**Task objective:** Can you copy the article on the Isle of Man heritage railways review from "It also recommended" to "about £2.5m in 2023.", but swap "track renewal programmes" for "line maintenance works"?

**Text for analysis:**
********************
A 15-year strategy is needed to secure value from the Isle of Man heritage railways, a report has found.
The recommendation is one of 13 from engineering consultants Systra in an independent report.
The review said while there were ideas about how the 150-year-old network could progress, there was a “lack of a clear, unified vision”.
The review was set up to consider the the steam railway, Manx electric railways and horse trams.
Overall it found that the railways had “continued to positively progress” despite challenges posed during the height of the coronavirus pandemic.
The report said while there was “clearly a strategic case for reinstatement” of the Douglas Bay Horse Tramway the full length of Douglas Promenade, it would require a “very large increase in passenger numbers to avoid a further increase in subvention”.
However, it said the Sea Terminal could be used as part of the railway’s visitor facilities “prior to investment in facilities at Derby Castle”.
It said that introducing a commuter train service between and Ramsey and the capital on the Manx Electric Railway would have a “low marginal cost” would likely generate “positive value for money”.
Introducing two morning and two evening services would need 88 passengers per trip to turn a profit, which was “ambitious” by “plausible”, the report stated.
Changing the points at the Derby Castle to allow the electric tram to travel further into Douglas town centre could be done in conjunction with this, it said.
Looking at the overall impact of the heritage railways on the economy, the consultants found that for every £1 spent in subvention and capital investment there was an economic benefit of £2.88.
It also recommended an increase in capital investment “a small number of years” to allow track renewal programmes to be completed, following a reduction in annual spending £5m to about £2.5m in 2023.
Systra said the railways strategy was needed to “further enhance the visitor experience with the ultimate aim of increasing revenue and passenger numbers”.
Other recommendations included the formation of a board of directors to oversee the management of the network, the creation of better communication between tourism agencies, a review of the cost of Go Explore tickets for all the railways, and an “urgent” improvement to the railways’ digital marketing.
Infrastructure Minister Tim Crookall said the report would provide the department with “a firm base from which to view the railways’ current position and then plan their future development”.
********************
(Saved entries)

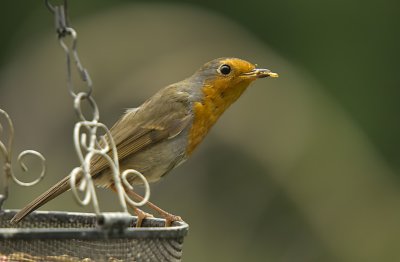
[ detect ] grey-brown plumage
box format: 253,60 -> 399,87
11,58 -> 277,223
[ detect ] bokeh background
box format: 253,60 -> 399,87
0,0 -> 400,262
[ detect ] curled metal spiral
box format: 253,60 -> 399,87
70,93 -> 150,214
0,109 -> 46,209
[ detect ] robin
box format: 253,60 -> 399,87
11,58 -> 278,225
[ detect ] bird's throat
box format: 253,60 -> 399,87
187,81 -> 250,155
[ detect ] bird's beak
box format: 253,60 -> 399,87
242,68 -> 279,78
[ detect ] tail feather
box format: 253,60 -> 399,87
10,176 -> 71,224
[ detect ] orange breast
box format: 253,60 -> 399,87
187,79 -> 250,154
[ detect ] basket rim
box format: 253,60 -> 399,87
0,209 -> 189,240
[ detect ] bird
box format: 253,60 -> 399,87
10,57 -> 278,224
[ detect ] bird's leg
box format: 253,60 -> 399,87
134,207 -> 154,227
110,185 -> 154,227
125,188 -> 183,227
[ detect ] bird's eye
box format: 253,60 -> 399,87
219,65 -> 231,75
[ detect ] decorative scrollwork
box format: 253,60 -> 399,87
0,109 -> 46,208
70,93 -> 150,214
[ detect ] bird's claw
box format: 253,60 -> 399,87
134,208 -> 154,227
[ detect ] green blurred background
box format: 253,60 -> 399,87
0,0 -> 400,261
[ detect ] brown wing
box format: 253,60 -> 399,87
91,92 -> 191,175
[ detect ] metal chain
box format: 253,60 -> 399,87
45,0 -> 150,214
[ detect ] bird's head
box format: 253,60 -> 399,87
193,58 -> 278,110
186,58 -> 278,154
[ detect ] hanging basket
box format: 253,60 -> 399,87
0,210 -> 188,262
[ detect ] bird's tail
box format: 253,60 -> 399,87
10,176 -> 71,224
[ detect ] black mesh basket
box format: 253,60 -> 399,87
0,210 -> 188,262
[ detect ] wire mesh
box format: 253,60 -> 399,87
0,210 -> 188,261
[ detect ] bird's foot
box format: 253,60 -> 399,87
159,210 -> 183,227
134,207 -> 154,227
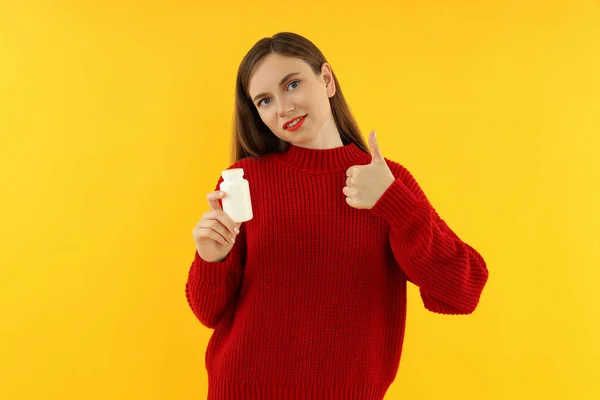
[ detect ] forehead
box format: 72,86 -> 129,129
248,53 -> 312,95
********************
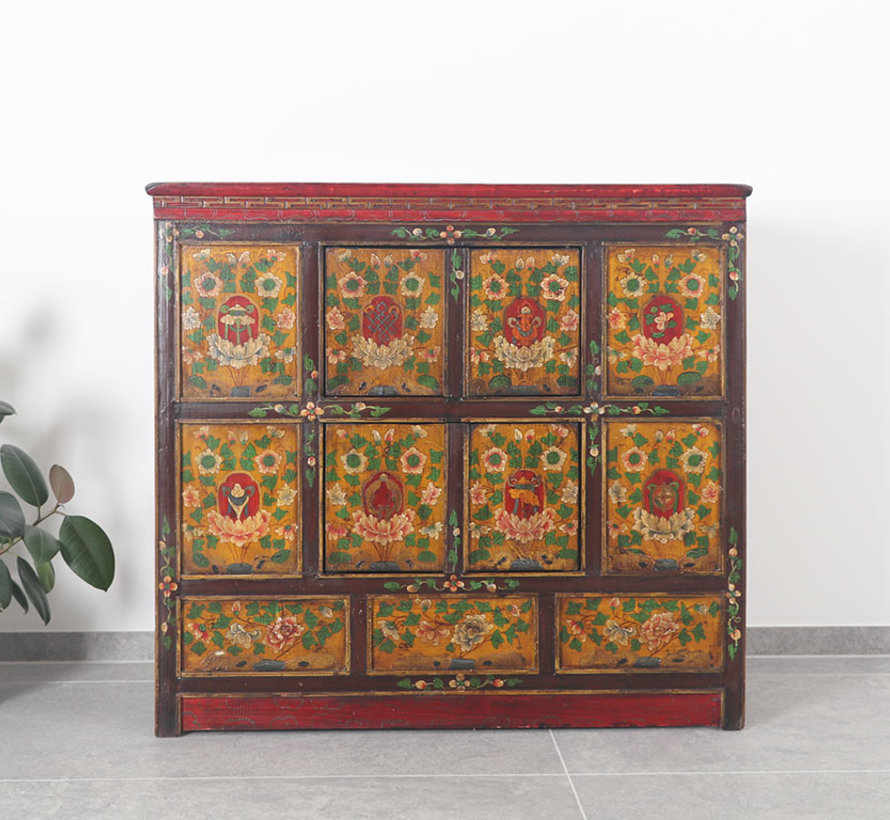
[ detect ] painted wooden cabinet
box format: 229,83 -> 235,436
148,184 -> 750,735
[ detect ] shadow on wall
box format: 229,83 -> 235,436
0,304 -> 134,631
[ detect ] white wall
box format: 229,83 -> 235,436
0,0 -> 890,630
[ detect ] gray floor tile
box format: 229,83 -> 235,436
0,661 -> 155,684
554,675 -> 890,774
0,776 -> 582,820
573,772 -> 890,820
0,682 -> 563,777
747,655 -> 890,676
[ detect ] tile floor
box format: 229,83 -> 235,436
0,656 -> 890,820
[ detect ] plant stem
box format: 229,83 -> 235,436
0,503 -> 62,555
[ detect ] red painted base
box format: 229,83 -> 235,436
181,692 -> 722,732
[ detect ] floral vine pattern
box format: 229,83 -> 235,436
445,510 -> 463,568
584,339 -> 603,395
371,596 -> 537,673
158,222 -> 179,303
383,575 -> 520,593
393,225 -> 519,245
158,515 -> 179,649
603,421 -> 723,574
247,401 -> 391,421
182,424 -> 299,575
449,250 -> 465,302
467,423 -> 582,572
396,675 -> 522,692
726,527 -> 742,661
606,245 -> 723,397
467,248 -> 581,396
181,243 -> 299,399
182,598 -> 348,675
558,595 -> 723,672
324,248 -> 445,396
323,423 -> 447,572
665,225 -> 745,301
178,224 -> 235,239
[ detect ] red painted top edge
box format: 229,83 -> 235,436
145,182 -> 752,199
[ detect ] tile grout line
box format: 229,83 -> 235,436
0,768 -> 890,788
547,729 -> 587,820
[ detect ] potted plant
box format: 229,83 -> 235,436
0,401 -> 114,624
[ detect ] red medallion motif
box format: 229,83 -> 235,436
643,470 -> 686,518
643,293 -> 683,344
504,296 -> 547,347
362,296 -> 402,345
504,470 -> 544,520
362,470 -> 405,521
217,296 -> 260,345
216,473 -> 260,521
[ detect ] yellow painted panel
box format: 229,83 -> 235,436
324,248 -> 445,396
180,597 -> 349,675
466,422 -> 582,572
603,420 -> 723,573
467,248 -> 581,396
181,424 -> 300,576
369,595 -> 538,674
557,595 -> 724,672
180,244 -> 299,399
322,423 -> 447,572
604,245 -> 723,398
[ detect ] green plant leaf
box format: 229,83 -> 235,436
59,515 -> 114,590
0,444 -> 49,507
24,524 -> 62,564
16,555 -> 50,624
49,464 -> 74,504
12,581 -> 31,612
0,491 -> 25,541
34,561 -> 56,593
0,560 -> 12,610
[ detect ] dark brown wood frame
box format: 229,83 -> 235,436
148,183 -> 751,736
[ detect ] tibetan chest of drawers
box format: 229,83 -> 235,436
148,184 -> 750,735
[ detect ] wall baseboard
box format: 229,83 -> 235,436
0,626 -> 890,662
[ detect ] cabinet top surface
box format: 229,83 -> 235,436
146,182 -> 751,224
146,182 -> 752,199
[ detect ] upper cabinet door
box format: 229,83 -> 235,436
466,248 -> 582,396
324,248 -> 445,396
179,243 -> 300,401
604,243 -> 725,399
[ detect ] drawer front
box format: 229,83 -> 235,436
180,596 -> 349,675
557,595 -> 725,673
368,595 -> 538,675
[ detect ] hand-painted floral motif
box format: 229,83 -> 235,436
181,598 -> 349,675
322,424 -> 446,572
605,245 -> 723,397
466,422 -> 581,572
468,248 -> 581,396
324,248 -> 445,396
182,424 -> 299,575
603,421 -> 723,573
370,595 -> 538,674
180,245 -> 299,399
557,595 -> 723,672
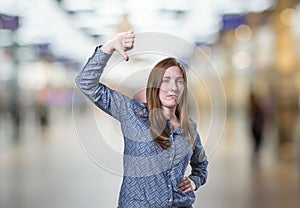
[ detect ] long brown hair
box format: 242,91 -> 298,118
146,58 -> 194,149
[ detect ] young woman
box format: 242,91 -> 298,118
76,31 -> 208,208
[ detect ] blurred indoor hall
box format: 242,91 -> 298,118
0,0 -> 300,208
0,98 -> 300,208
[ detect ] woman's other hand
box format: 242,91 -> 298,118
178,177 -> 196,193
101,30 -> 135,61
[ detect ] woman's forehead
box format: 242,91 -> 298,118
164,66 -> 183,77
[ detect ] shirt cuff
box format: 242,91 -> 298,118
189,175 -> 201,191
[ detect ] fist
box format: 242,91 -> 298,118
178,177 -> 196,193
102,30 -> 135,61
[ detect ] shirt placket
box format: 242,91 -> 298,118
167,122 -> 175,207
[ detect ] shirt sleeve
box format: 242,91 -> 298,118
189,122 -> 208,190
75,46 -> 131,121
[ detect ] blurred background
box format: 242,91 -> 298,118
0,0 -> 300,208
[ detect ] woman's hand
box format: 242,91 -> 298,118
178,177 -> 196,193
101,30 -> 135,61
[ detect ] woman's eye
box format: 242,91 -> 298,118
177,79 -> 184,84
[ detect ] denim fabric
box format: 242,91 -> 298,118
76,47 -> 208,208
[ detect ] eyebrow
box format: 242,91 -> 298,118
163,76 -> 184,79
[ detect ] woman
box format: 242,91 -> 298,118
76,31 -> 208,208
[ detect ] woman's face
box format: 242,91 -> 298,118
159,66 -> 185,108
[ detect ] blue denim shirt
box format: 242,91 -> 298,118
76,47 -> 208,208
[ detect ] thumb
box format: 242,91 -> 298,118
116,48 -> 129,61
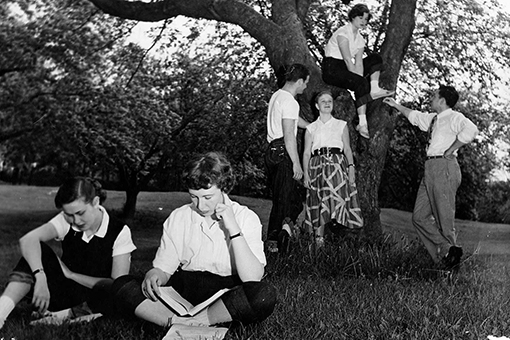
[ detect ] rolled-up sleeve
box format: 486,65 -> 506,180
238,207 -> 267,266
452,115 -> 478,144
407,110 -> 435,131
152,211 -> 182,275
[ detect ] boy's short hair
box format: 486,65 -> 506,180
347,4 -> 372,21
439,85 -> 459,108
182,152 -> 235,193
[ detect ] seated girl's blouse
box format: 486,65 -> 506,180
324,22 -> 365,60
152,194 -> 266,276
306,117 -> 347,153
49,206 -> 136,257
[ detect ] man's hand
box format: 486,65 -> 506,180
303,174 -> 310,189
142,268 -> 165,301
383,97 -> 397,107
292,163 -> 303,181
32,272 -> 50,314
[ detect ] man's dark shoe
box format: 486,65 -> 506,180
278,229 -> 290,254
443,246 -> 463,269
********************
**Exercise answer:**
It also recommended an increase in capital investment “a small number of years” to allow line maintenance works to be completed, following a reduction in annual spending £5m to about £2.5m in 2023.